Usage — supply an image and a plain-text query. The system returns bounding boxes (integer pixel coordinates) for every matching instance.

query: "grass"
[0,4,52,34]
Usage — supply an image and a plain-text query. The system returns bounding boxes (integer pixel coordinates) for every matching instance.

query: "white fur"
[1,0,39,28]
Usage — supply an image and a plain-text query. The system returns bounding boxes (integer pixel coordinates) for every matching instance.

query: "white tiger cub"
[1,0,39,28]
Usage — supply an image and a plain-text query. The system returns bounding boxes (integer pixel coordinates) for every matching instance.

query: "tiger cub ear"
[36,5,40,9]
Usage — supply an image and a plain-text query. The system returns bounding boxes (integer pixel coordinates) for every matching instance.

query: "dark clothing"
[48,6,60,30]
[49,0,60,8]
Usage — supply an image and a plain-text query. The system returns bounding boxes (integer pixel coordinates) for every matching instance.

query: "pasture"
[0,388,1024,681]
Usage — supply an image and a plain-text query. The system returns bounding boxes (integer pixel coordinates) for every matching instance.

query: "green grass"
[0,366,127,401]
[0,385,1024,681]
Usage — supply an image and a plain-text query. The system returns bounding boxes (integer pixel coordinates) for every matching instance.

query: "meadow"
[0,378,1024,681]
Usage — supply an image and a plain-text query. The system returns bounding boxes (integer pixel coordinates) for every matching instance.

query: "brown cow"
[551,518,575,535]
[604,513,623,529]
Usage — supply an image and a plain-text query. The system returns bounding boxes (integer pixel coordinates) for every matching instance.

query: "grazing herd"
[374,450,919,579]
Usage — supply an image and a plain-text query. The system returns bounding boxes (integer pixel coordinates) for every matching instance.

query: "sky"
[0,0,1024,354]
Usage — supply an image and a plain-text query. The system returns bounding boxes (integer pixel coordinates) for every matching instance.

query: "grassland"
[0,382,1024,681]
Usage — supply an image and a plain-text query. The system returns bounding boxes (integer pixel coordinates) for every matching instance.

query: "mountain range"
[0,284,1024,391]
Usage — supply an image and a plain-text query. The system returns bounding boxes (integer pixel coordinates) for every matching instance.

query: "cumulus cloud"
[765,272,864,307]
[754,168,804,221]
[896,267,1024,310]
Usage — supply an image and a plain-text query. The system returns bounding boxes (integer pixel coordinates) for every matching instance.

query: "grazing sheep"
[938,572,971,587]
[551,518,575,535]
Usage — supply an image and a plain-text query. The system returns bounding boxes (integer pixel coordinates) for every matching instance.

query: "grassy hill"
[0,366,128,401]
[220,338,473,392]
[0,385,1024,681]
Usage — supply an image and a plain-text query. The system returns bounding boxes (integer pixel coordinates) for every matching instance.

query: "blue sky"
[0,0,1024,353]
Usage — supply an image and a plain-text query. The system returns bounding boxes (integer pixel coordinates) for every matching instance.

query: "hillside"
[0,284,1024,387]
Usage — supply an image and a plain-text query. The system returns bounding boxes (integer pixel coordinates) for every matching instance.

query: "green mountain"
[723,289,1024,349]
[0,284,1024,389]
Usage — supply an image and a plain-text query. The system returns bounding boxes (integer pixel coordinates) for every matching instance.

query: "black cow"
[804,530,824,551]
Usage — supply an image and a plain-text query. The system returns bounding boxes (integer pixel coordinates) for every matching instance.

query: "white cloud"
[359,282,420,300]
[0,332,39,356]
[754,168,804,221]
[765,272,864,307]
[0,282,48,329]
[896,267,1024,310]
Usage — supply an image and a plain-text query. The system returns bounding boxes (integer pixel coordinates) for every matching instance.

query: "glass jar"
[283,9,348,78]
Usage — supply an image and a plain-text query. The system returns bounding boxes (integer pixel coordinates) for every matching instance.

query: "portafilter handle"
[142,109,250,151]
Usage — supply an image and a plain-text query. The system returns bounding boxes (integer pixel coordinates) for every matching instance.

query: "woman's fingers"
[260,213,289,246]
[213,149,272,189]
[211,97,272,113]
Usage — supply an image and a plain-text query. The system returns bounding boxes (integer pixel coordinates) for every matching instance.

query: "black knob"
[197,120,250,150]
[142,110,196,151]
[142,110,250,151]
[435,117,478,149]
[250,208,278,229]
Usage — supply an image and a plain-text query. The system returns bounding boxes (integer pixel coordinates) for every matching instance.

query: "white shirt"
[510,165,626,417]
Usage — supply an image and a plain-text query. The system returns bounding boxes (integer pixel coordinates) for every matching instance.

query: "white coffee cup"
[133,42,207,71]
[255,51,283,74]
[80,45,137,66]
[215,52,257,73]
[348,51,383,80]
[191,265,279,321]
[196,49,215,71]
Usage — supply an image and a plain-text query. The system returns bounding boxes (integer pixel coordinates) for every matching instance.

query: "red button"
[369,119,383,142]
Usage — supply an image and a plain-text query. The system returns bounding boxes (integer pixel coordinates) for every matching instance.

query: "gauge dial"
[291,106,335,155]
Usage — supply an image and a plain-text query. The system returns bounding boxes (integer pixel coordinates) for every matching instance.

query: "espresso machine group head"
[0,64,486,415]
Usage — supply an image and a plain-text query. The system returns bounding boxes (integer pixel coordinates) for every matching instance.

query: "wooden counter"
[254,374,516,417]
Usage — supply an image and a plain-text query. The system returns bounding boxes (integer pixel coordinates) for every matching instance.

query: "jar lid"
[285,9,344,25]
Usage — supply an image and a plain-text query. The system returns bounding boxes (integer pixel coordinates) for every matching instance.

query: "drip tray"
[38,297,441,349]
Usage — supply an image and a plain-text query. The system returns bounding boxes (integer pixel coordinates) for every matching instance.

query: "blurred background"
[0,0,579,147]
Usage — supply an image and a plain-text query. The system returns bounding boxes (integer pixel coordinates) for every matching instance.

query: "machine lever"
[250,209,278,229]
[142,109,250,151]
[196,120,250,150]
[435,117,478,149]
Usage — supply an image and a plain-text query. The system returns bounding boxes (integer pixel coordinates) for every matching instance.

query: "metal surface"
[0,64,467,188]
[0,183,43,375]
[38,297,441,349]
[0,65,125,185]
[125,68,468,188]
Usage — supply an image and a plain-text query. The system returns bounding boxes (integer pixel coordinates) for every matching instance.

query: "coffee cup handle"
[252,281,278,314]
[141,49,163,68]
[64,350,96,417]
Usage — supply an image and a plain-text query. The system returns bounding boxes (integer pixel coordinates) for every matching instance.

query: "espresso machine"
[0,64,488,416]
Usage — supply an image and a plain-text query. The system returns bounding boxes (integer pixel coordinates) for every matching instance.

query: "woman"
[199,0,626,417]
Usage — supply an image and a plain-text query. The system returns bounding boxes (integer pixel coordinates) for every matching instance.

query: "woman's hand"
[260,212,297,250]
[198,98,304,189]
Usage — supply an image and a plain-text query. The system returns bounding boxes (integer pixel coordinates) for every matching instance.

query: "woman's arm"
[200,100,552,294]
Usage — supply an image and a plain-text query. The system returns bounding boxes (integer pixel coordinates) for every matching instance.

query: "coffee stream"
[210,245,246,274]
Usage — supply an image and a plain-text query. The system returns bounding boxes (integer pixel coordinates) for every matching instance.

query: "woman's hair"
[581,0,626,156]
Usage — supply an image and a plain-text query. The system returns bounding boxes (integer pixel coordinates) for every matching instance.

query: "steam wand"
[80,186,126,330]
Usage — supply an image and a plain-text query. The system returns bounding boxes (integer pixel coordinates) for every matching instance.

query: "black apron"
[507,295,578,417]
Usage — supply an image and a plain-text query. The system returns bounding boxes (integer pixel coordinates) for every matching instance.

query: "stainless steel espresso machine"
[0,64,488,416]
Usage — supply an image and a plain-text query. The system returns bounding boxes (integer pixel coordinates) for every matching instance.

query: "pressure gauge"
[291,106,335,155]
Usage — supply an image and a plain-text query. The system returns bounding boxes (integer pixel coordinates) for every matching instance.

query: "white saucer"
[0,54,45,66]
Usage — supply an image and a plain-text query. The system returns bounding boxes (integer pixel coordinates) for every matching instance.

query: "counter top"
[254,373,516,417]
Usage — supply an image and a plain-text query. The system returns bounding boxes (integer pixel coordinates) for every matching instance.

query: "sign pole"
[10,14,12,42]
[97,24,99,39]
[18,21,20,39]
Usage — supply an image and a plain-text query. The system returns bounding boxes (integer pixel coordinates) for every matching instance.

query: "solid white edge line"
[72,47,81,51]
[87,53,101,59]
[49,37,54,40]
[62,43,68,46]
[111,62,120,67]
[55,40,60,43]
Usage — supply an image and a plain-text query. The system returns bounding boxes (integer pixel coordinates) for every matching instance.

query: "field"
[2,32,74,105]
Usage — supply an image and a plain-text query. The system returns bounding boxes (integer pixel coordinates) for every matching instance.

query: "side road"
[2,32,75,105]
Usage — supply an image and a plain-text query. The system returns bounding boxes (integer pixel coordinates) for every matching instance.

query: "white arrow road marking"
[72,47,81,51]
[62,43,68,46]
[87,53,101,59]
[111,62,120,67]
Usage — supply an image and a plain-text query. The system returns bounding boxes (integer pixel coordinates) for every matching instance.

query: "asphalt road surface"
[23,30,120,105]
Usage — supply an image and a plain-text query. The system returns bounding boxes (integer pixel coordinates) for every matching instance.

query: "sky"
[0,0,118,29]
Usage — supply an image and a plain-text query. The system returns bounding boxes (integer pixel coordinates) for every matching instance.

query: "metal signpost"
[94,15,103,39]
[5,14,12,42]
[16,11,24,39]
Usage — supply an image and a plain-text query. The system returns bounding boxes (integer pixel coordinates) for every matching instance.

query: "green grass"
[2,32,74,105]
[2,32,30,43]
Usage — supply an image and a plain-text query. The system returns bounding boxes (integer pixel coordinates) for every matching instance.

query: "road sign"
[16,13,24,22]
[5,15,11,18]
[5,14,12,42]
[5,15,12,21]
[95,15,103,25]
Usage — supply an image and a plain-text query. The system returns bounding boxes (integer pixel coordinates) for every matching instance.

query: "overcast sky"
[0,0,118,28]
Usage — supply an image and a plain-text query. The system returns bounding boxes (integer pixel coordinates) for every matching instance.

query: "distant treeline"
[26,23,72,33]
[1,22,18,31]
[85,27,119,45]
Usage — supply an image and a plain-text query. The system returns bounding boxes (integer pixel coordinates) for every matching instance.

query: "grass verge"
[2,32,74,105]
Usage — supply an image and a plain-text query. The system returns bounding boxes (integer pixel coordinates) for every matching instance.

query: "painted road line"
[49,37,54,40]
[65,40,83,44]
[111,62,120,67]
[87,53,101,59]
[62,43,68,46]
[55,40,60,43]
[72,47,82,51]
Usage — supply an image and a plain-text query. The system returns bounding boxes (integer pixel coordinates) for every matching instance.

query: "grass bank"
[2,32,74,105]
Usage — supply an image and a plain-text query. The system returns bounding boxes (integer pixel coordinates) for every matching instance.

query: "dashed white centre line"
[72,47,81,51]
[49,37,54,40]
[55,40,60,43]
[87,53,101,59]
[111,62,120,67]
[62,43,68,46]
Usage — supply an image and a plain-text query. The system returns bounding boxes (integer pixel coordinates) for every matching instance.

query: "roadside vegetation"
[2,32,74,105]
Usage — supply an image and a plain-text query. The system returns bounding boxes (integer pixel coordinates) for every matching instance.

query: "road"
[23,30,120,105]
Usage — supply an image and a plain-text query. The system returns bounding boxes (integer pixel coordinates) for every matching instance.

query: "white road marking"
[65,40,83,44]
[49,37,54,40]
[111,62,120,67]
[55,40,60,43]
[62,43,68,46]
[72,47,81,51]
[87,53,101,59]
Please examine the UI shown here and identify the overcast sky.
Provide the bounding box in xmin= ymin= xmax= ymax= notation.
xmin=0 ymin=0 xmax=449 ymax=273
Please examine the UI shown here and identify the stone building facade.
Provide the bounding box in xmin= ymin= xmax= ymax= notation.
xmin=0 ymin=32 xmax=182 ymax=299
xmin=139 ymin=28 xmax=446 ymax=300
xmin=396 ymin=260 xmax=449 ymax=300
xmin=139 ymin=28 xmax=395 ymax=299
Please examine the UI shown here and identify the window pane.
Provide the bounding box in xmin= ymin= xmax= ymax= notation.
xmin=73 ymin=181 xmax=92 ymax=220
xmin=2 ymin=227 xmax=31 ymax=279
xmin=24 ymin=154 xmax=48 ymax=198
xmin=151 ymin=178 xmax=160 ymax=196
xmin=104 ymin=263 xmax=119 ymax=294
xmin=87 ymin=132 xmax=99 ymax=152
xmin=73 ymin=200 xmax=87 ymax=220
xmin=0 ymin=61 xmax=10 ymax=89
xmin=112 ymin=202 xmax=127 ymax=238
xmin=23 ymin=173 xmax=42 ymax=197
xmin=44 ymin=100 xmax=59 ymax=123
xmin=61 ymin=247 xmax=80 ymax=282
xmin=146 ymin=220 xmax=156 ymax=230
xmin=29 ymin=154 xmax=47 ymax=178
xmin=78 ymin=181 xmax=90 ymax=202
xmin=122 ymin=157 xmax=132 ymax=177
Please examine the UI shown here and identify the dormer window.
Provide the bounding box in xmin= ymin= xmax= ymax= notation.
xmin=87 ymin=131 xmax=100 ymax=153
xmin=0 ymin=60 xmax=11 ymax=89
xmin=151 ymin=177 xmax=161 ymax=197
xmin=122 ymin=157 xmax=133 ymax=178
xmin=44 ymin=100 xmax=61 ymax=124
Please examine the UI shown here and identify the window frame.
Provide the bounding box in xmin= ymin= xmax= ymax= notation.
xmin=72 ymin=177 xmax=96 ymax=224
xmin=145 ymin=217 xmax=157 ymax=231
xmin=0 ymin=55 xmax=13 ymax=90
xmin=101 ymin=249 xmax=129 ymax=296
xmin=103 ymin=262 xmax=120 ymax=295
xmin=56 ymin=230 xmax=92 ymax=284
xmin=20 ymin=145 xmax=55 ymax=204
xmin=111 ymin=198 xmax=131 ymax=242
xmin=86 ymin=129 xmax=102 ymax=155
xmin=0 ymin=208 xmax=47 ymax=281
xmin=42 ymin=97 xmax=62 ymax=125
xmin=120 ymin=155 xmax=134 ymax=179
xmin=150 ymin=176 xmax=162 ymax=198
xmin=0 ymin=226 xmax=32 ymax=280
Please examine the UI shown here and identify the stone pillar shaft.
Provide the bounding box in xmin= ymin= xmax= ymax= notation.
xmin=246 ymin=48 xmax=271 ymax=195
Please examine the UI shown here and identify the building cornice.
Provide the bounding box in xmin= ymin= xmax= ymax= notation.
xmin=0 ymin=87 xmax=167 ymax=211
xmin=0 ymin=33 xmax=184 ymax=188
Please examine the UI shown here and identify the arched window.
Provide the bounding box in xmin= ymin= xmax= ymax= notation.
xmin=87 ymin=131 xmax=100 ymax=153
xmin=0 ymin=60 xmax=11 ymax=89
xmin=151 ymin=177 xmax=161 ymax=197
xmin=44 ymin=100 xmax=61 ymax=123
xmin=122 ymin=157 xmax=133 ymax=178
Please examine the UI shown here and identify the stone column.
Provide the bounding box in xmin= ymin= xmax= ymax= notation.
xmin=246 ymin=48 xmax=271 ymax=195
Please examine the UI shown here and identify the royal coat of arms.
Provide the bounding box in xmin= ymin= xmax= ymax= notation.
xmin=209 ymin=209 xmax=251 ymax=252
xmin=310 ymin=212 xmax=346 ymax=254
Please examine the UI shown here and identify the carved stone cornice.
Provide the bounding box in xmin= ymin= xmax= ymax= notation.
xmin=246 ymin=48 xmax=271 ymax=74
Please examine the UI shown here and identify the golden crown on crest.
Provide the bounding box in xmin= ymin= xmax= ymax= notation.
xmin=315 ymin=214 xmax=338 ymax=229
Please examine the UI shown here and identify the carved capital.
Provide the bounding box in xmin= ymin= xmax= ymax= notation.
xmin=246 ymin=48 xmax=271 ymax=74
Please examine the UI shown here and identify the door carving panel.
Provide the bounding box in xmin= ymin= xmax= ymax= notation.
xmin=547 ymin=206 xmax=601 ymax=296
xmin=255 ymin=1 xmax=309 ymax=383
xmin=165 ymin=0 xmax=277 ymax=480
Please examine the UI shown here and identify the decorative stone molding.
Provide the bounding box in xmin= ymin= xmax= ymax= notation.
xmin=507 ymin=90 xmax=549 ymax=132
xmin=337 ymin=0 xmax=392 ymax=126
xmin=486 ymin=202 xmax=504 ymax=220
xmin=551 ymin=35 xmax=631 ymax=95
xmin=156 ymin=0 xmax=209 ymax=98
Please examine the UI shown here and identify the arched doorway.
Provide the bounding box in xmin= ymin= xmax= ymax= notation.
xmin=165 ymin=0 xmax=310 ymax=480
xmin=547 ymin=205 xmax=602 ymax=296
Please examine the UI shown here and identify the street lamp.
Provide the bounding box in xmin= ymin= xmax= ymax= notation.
= = = = = = =
To be done: Starting at the first of the entries above and ending at the line that contains "[0,4,52,34]", arrange them as a two-column CSV with the header instruction,output. Give one row per entry, with each field in double quotes and line breaks replaced by spaces.

Task output:
instruction,output
"Usage — supply an image and a plain-text query. The system returns bounding boxes (integer pixel coordinates) for every matching instance. query: ""grass""","[0,4,52,34]"